BEGIN RECORDS SHOWN

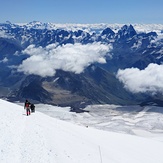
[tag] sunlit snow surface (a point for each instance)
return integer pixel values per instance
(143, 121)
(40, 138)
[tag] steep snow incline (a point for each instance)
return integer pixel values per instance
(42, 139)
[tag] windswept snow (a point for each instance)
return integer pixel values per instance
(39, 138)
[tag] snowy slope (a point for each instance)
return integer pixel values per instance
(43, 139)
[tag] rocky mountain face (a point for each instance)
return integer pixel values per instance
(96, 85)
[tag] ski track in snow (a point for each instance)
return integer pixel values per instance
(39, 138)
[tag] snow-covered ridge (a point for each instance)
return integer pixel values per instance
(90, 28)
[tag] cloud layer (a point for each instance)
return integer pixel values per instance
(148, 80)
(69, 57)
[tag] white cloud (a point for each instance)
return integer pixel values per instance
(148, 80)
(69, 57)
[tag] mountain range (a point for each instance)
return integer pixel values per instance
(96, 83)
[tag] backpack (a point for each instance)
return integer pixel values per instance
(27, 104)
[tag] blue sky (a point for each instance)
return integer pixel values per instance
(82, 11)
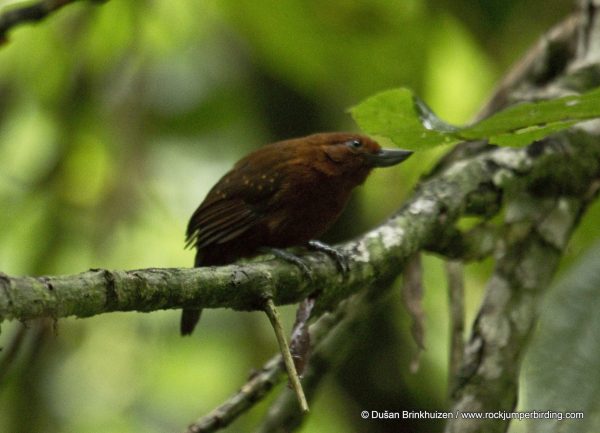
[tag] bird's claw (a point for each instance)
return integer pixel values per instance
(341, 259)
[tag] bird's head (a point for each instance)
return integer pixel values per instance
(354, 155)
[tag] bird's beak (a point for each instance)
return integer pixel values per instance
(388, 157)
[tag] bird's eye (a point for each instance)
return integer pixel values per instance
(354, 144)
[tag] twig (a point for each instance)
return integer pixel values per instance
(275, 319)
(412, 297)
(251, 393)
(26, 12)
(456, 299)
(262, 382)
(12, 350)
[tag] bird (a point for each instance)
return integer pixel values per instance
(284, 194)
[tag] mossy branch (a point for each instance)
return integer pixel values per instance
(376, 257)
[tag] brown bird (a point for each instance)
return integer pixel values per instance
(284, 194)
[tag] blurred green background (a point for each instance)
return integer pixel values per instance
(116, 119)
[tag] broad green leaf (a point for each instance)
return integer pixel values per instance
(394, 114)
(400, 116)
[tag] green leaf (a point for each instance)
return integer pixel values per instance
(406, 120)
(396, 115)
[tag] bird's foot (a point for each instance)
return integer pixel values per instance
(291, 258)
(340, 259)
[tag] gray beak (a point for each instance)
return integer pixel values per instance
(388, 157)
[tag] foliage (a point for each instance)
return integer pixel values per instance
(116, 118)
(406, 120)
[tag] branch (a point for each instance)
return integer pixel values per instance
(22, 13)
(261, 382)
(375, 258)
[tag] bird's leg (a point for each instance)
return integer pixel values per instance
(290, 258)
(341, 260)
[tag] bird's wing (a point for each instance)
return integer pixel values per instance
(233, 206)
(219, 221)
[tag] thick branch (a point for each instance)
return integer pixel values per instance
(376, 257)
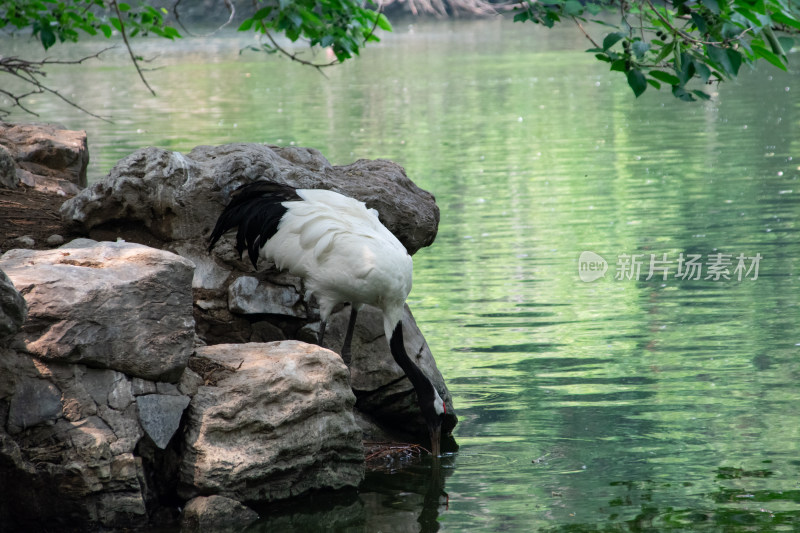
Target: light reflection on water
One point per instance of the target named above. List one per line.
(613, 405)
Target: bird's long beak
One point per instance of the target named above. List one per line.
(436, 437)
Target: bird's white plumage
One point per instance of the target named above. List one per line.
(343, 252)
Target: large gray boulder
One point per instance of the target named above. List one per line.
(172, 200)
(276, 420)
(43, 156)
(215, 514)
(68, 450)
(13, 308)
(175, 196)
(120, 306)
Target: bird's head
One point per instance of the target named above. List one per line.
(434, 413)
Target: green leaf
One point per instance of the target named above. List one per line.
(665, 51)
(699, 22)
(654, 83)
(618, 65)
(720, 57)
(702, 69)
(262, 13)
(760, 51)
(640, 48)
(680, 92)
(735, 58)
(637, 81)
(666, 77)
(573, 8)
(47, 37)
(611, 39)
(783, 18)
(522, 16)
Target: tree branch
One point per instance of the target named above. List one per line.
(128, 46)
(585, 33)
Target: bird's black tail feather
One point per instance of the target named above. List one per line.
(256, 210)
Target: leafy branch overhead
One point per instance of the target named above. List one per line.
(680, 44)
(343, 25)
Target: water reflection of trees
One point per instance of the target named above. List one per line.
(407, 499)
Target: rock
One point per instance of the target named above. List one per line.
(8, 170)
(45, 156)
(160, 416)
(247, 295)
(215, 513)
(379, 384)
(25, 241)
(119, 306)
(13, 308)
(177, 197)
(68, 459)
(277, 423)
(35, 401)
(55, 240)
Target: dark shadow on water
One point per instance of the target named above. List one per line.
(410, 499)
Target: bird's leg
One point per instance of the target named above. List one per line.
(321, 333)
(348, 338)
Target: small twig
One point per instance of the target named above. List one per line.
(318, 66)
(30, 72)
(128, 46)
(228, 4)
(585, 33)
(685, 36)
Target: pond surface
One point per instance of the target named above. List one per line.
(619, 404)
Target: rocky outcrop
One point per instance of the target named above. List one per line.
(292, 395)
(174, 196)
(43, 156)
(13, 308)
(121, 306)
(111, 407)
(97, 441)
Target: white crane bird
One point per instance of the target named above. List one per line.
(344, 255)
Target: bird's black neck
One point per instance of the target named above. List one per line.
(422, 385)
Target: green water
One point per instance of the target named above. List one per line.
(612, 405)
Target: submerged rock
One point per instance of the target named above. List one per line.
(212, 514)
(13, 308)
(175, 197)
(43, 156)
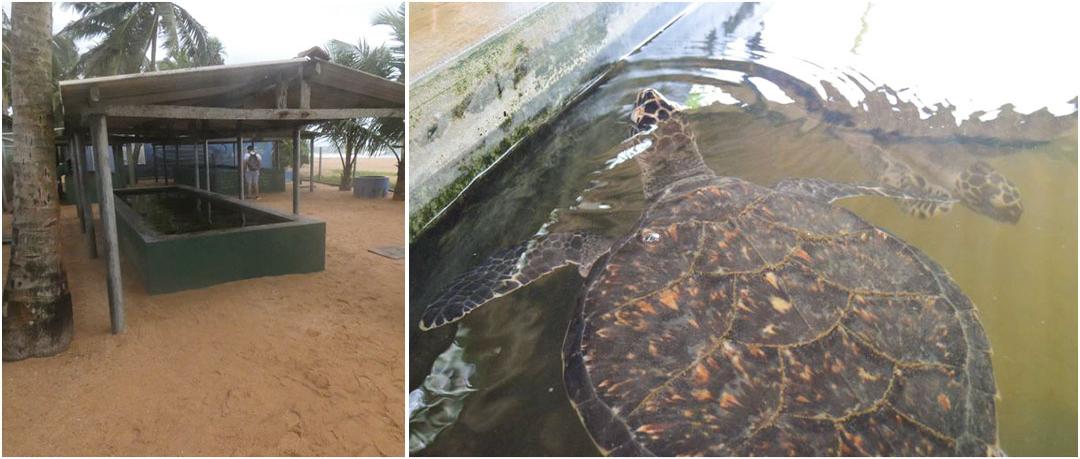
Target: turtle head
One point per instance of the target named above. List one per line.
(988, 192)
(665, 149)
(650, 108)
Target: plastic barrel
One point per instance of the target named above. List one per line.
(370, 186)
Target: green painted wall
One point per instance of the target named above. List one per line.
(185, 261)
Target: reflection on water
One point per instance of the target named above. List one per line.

END RECORDS SHOWN

§ WHAT THIS TASK INVOLVES
All lines of the data that hold "rocky" need to be copied.

§ REPLY TO THE EXERCISE
[tag] rocky mountain face (a point for each instance)
Target: rocky outcrop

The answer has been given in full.